WHAT YOU WILL DO:
Copy nothing but the lines below running from the line containing "Step description: the user needs to interact with the dark" through the line containing "Step description: the user needs to interact with the house", both end lines included.

Collected data:
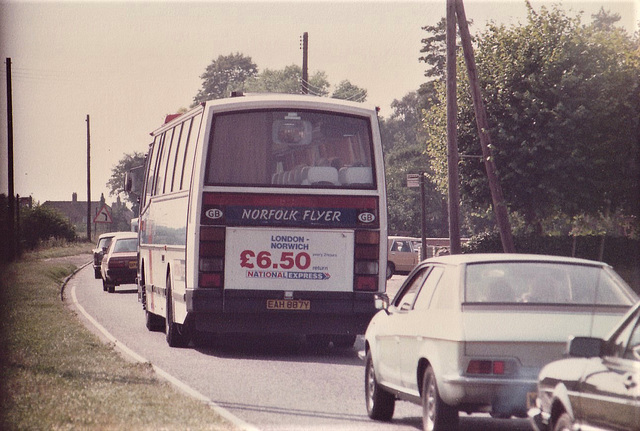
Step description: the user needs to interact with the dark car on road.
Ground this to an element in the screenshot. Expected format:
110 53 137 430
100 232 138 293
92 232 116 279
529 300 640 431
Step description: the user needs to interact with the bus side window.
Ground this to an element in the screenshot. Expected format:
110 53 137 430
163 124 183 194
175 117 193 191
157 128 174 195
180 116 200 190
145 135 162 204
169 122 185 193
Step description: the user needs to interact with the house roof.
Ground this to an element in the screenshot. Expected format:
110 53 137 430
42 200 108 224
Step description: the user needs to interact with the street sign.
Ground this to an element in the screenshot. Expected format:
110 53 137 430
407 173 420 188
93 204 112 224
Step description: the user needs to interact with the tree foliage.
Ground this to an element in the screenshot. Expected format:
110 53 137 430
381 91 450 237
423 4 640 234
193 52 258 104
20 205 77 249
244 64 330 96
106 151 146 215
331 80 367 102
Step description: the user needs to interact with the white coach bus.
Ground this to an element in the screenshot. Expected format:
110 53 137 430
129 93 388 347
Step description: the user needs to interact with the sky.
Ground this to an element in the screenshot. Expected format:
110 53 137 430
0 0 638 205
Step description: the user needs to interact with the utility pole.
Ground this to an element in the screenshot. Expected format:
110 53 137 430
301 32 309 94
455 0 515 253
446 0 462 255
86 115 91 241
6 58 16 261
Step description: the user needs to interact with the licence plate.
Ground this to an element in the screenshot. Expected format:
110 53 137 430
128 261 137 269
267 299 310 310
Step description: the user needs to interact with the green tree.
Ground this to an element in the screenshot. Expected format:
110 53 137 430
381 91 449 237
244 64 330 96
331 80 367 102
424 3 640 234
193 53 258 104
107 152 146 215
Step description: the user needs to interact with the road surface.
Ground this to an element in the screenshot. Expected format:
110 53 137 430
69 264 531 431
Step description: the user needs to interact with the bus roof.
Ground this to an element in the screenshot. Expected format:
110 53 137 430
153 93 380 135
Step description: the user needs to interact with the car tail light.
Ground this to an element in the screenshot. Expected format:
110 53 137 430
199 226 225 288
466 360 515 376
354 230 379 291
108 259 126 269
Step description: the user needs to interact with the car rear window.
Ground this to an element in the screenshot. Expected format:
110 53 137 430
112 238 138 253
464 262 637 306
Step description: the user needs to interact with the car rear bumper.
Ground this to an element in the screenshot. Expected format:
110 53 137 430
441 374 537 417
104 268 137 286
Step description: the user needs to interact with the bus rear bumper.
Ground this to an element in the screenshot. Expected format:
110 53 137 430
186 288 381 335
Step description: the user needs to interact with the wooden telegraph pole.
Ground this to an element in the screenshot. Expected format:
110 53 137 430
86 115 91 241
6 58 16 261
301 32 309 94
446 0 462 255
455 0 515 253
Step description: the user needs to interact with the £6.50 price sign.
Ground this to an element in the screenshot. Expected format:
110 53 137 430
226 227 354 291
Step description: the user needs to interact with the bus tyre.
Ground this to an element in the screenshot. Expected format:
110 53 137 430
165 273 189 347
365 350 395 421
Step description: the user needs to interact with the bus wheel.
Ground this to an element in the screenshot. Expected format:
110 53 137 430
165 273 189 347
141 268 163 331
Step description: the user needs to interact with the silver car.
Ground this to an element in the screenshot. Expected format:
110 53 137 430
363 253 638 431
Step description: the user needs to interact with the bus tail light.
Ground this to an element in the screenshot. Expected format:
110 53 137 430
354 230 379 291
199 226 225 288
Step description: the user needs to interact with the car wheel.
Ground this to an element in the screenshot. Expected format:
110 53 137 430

---

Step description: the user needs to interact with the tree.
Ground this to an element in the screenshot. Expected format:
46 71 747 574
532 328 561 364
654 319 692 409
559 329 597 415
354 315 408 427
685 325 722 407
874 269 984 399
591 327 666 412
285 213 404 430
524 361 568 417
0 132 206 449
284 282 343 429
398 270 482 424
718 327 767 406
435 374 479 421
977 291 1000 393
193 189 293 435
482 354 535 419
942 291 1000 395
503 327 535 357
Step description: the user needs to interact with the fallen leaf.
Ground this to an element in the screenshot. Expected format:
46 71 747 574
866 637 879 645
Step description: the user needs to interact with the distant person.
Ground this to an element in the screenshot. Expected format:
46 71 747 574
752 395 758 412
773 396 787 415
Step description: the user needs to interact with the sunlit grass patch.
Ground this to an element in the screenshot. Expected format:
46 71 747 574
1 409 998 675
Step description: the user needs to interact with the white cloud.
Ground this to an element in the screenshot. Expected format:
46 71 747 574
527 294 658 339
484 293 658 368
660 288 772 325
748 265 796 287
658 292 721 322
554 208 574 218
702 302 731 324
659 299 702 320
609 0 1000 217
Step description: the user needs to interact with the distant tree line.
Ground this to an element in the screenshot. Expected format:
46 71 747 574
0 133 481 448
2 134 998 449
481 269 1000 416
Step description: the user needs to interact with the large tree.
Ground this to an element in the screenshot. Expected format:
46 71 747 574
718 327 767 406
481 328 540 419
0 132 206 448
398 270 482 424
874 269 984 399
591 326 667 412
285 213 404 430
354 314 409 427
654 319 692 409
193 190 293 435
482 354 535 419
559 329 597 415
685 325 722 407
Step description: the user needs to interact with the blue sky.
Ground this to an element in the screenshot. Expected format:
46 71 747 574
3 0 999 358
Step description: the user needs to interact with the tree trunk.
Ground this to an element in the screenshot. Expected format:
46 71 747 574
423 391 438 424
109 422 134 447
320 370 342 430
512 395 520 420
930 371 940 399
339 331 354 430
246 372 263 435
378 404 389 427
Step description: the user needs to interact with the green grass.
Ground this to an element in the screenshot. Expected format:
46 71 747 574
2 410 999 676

==

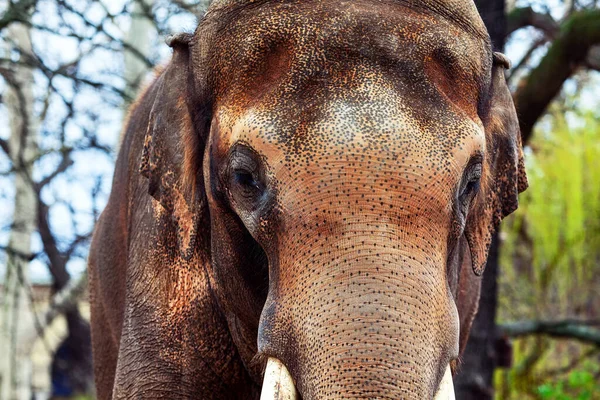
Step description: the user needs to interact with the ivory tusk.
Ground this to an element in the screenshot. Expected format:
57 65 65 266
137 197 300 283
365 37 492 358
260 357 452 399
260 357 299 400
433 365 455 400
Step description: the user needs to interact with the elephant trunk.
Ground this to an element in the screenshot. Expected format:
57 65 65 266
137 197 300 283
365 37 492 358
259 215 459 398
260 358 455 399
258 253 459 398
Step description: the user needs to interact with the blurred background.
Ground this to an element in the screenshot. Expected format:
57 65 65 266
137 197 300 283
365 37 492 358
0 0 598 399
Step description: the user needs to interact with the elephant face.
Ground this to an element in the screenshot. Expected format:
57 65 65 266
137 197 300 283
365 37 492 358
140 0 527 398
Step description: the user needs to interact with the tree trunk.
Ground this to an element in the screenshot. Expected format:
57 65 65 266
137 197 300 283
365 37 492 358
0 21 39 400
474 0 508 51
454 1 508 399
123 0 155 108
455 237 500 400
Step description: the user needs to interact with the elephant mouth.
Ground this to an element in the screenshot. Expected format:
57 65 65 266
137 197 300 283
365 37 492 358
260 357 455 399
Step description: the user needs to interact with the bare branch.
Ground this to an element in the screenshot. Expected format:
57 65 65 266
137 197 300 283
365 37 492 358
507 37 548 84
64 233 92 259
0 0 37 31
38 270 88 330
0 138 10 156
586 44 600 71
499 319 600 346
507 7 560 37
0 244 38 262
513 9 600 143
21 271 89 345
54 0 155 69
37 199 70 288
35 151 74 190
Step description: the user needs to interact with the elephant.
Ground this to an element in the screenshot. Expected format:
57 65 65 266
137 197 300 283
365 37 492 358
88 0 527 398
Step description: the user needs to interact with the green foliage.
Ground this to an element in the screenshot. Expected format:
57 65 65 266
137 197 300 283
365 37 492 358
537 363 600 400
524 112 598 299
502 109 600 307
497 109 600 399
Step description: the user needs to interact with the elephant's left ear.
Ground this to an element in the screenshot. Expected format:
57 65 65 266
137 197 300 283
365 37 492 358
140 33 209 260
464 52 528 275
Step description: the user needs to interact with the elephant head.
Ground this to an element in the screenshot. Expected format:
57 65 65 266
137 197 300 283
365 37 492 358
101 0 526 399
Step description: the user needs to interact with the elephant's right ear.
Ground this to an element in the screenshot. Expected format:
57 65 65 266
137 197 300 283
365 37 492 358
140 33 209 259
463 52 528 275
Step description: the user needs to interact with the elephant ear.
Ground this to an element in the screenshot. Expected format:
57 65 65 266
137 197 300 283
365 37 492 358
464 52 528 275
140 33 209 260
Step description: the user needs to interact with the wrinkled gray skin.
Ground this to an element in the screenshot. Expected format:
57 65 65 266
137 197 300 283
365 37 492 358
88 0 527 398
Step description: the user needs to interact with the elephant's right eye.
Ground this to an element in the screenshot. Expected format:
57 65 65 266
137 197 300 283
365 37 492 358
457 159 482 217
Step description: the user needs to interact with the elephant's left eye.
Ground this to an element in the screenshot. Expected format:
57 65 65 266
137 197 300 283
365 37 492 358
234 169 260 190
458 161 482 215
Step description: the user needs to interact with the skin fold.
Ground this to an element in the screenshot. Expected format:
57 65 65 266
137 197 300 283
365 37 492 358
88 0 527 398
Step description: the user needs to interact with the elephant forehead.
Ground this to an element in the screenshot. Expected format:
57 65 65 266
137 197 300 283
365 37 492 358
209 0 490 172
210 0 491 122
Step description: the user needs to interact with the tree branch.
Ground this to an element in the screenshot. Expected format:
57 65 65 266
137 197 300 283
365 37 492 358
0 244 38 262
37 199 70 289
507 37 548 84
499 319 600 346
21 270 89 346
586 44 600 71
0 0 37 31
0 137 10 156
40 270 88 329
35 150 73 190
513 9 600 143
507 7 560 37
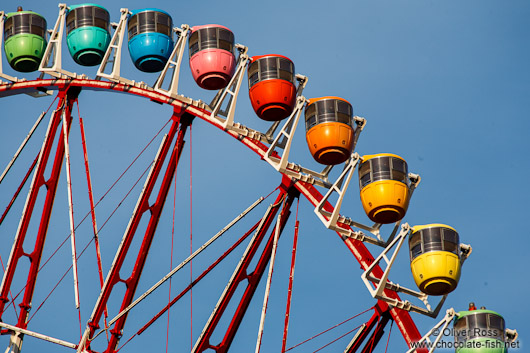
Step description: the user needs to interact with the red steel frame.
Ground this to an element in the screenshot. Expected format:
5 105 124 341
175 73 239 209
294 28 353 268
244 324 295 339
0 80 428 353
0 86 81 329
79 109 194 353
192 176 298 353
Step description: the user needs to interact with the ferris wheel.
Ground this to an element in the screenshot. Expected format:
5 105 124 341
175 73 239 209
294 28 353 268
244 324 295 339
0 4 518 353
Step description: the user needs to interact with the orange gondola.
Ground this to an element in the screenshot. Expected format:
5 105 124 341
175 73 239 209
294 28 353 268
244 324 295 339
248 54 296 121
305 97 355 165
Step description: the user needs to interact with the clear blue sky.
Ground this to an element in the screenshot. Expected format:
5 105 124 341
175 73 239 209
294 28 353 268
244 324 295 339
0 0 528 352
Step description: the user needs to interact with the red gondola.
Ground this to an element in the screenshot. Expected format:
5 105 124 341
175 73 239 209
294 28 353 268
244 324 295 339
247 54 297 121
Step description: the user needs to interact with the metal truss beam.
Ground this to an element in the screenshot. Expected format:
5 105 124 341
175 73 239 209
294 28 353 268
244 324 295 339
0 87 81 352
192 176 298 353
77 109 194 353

OUTPUT OF THE TASK:
Step description: the user needs to interact with the dark car on road.
Ground this to an element in the screenshot. Expected format:
110 53 137 430
100 232 138 293
92 232 116 279
529 300 640 431
Step description: the user needs to interact with the bus side window.
Ground this to an element in the screenshot. Expected format:
110 53 137 430
163 124 183 194
175 117 193 191
157 128 174 195
180 116 200 190
145 135 162 204
169 122 185 193
Step description: the user needs to interact with the house roof.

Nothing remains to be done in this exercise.